• _Labeling and segmentation records_:
****
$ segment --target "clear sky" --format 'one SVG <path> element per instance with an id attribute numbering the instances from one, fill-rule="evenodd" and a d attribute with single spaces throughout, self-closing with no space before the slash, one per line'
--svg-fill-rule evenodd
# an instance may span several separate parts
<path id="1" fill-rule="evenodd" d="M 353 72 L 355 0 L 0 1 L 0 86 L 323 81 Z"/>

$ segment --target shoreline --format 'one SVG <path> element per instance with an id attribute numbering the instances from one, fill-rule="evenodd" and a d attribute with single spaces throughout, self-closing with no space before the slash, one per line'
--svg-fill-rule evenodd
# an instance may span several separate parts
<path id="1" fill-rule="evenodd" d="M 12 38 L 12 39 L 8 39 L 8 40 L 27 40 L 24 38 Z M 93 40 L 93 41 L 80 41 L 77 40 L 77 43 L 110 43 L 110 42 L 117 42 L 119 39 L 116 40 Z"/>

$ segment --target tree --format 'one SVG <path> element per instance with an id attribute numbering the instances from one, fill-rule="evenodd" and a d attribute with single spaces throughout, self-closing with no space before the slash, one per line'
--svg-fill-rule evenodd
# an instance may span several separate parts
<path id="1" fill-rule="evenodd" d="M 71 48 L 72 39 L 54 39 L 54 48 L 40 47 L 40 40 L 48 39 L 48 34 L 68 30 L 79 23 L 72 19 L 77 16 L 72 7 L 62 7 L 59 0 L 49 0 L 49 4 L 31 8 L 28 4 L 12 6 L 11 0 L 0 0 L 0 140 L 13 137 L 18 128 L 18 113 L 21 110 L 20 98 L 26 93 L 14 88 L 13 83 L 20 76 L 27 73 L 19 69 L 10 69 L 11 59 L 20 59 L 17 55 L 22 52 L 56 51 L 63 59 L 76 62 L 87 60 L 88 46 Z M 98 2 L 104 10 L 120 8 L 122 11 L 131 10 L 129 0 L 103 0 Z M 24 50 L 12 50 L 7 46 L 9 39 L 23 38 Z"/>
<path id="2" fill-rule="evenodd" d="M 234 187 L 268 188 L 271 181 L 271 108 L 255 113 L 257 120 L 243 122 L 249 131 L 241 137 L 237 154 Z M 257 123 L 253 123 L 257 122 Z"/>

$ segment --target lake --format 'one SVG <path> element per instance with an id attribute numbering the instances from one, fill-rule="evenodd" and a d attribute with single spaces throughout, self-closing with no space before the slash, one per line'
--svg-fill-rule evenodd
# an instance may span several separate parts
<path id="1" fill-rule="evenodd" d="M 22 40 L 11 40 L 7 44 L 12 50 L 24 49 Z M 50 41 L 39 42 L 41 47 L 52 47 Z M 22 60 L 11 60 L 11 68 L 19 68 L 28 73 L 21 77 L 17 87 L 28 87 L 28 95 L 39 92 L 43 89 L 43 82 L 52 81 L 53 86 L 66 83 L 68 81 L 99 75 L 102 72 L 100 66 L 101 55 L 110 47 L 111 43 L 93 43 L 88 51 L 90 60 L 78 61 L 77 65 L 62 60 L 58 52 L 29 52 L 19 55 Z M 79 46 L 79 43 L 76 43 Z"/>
****
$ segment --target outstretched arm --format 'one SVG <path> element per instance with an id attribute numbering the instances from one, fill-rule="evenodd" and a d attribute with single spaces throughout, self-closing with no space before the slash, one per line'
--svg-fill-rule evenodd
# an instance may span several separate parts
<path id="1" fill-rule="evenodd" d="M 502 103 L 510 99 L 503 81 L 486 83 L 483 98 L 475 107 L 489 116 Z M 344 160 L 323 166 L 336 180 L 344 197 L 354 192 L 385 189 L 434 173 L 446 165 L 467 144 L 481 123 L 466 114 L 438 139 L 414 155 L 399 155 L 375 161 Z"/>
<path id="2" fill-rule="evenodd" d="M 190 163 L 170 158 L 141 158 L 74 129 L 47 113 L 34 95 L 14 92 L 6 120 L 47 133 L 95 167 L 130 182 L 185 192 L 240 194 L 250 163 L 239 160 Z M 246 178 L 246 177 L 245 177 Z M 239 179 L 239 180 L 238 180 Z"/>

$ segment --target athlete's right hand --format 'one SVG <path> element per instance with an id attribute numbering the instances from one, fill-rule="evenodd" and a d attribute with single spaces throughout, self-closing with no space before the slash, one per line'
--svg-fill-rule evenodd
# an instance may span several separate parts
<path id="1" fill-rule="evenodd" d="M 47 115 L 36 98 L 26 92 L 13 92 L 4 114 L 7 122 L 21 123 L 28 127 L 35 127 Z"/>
****
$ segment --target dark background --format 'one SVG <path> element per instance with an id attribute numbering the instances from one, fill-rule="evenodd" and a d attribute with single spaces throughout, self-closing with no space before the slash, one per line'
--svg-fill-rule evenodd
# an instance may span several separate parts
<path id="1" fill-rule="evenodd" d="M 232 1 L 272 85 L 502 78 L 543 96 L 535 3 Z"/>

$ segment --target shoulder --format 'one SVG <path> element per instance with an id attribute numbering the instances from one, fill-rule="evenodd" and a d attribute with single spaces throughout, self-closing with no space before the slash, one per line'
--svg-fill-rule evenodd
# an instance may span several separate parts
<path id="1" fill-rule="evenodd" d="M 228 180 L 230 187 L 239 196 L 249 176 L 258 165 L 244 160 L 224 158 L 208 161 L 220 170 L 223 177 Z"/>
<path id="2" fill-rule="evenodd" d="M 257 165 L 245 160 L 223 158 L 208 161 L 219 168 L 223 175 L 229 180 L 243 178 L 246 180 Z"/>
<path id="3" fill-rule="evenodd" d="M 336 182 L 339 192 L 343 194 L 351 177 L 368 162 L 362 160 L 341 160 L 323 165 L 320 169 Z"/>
****
• _Task goal_: Copy the lines of the records word for word, starting at the line containing "segment --target lake" and ending at the line containing "99 75 L 102", with both of those lines included.

• _Response for this exercise_:
$ segment --target lake --format 'one SVG <path> element per instance with an id attribute numbering the instances from one, fill-rule="evenodd" and a d attribute with single spaces throughout, self-closing with no space before the slash, one per line'
--svg-fill-rule evenodd
# an instance may span several separate parts
<path id="1" fill-rule="evenodd" d="M 22 40 L 11 40 L 7 44 L 12 50 L 24 49 Z M 50 41 L 39 42 L 41 47 L 52 47 Z M 22 60 L 11 60 L 11 68 L 19 68 L 28 73 L 21 77 L 17 87 L 28 87 L 28 95 L 39 92 L 43 89 L 43 82 L 52 81 L 53 86 L 66 83 L 68 81 L 99 75 L 102 72 L 100 66 L 101 55 L 110 47 L 111 43 L 93 43 L 88 51 L 90 60 L 78 61 L 77 65 L 62 60 L 58 52 L 29 52 L 19 55 Z M 79 46 L 79 43 L 76 43 Z"/>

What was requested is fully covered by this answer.